----- DATA SHOWN

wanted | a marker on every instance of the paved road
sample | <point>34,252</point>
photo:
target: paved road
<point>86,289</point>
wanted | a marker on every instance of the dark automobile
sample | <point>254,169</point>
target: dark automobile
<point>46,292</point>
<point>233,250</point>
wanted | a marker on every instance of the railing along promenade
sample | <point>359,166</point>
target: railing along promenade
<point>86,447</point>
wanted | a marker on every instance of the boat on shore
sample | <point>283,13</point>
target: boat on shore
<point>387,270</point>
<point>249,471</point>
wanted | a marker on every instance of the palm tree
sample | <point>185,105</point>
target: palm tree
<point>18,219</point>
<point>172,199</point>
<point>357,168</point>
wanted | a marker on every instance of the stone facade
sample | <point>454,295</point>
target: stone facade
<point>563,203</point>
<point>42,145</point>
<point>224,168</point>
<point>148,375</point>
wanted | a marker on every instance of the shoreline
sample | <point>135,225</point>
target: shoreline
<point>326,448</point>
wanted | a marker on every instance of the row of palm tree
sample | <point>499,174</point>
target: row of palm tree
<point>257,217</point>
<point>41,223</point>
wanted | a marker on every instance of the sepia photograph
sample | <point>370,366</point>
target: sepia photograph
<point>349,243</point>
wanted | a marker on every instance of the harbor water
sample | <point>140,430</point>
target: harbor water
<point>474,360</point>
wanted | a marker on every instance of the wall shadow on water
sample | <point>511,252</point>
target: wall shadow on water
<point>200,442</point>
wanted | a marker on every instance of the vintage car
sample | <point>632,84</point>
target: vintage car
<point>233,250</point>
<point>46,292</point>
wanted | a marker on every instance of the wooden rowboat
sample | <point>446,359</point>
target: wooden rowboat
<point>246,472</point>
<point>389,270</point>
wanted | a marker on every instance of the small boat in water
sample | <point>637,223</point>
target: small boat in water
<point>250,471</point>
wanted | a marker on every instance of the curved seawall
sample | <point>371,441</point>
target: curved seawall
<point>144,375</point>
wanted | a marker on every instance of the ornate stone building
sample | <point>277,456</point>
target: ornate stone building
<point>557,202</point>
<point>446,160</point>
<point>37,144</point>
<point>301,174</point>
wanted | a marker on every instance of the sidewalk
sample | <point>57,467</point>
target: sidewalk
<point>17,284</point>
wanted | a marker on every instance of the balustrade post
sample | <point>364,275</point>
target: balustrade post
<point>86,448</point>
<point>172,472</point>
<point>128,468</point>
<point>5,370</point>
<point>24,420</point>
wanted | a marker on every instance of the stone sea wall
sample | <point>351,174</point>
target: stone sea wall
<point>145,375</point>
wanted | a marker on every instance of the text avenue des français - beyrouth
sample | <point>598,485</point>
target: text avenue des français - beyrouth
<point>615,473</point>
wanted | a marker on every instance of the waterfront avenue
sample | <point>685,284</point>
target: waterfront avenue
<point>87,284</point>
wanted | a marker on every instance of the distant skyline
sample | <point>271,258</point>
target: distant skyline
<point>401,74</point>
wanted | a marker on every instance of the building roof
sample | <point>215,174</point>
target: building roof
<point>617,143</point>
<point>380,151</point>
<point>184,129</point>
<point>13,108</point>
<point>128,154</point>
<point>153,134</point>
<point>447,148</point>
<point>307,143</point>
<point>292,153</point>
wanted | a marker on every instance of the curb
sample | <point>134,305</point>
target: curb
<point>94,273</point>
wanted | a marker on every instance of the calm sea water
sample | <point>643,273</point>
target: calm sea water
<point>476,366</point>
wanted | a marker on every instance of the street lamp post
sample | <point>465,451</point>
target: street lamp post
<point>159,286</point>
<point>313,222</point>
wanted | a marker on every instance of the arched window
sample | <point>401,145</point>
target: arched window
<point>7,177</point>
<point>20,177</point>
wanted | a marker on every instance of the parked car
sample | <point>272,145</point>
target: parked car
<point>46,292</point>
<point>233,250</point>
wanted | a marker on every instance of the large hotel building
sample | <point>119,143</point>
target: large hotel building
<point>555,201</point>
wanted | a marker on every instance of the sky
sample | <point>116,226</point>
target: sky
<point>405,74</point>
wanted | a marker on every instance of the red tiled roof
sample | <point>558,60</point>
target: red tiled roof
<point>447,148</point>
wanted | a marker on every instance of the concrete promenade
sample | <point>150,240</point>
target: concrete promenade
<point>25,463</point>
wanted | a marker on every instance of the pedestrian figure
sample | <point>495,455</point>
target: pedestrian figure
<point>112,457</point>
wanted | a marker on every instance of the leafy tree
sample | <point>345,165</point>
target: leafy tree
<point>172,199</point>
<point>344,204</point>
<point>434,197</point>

----------

■ EXERCISE ■
Reproduce verbatim the lines above, from the line with "target: stone sea wall" through the line with "sample | <point>215,174</point>".

■ YOUR SOLUTION ■
target: stone sea wall
<point>145,375</point>
wanted | a marker on every instance of the text avenue des français - beyrouth
sample | <point>598,485</point>
target: text avenue des français - beyrouth
<point>615,473</point>
wanted | a marker on every instance of the waterfront avenue
sample | <point>685,284</point>
target: waterfront avenue
<point>87,284</point>
wanted | a marker on every instance of the distant skyline
sample | <point>271,258</point>
target: distant skyline
<point>401,74</point>
wanted | a marker on every instance of the building roof
sample | <point>215,174</point>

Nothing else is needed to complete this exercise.